Exercise task:
List each line of the material that contains the string "tall", copying every such line in full. The match is case-sensitive.

Dataset:
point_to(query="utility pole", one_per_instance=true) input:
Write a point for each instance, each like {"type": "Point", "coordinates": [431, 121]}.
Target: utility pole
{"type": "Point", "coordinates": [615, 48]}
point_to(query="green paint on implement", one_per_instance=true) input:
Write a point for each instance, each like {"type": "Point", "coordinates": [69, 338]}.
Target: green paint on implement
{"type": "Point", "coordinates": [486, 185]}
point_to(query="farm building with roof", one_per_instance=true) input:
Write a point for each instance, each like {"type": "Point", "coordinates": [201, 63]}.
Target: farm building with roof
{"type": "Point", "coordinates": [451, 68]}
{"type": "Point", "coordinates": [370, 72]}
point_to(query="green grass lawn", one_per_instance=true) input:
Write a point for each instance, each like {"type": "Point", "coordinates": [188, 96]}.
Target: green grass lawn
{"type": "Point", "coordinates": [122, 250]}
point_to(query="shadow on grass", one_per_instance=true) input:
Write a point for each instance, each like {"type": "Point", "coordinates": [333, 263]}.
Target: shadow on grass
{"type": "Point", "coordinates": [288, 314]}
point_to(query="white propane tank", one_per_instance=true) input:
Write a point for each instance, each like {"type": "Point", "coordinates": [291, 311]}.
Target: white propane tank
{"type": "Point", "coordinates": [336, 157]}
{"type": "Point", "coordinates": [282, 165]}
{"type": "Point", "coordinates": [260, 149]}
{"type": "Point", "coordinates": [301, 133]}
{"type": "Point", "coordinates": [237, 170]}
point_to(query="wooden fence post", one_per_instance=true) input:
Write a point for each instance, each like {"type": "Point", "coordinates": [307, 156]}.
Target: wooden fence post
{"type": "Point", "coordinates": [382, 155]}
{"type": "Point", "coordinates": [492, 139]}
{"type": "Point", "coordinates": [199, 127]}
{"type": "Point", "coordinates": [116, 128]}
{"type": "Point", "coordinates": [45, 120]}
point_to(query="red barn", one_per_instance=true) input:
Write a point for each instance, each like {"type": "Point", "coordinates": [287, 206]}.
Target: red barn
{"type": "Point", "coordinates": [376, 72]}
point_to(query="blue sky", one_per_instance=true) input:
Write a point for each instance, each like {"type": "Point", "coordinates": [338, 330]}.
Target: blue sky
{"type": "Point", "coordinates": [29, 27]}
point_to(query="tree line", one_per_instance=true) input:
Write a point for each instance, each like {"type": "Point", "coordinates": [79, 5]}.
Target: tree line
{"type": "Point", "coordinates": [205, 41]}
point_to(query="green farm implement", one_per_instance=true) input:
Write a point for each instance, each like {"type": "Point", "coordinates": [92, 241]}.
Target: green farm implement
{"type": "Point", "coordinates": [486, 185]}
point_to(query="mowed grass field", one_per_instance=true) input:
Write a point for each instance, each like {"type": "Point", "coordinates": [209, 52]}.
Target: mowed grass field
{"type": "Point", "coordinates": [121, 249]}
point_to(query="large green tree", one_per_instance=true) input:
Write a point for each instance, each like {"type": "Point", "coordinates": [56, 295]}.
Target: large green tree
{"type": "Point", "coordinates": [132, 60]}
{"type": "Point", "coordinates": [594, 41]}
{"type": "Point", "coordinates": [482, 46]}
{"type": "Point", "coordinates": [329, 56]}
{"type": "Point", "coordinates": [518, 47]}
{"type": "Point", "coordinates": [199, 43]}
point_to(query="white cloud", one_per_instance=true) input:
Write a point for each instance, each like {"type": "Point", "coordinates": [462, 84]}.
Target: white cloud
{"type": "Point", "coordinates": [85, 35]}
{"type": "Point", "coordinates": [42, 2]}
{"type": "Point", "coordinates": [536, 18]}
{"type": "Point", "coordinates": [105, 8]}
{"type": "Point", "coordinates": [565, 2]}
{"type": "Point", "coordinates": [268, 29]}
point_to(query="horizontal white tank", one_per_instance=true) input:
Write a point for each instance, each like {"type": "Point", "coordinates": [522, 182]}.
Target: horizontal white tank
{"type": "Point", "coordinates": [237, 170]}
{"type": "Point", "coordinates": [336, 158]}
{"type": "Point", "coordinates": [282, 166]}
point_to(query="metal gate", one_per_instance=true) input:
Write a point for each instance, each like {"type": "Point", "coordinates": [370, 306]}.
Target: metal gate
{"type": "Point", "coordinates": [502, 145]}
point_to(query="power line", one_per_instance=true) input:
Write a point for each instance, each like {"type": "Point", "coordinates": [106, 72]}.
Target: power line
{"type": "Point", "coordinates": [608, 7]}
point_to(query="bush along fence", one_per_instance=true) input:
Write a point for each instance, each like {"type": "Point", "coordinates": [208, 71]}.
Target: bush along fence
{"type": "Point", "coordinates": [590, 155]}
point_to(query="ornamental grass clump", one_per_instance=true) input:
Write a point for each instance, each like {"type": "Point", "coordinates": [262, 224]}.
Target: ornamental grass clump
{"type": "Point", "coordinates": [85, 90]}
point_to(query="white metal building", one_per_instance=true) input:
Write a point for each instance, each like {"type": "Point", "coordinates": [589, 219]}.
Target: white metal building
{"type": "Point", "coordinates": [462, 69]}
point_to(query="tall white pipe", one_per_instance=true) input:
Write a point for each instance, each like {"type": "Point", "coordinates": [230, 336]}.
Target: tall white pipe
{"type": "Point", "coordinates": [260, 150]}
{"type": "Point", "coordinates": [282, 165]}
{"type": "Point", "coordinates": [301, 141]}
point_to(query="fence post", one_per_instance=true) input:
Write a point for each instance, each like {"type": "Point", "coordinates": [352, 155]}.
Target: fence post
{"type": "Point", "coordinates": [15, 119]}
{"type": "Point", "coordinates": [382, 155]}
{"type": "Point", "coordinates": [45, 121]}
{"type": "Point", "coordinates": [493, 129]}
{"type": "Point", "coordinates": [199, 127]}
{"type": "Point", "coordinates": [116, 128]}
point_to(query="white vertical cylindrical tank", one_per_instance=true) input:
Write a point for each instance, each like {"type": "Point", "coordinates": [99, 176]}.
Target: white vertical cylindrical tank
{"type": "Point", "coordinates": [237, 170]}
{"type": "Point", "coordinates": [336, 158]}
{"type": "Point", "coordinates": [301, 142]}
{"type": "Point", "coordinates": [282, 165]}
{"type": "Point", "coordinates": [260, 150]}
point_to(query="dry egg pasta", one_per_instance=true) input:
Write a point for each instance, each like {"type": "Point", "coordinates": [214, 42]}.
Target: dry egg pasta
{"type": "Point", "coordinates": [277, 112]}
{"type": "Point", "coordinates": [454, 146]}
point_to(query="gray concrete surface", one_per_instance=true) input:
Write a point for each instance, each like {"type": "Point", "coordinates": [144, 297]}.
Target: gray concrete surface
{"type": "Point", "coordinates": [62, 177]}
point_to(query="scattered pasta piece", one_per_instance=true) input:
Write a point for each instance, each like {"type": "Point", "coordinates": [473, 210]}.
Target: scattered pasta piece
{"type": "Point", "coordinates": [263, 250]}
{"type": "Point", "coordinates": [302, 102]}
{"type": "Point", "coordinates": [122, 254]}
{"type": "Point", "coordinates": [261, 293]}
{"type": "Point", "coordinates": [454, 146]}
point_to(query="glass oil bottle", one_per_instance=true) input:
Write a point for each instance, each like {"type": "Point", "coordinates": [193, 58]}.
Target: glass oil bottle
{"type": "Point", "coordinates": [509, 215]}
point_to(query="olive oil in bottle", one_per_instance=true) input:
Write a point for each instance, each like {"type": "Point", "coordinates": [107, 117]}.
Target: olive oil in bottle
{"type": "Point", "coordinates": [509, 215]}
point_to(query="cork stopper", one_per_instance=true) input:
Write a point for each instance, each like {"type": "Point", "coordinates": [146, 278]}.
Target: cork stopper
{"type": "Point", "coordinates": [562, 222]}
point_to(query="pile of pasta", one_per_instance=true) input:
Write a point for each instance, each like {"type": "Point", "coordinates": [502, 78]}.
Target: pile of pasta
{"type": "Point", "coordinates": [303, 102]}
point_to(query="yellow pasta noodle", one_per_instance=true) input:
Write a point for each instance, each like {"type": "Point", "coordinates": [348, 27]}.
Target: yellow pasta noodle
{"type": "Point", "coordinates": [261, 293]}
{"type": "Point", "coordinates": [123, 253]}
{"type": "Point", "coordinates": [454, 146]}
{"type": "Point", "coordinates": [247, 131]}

Expected answer:
point_to(query="tall white pipe", one_per_instance=true) input:
Target: tall white pipe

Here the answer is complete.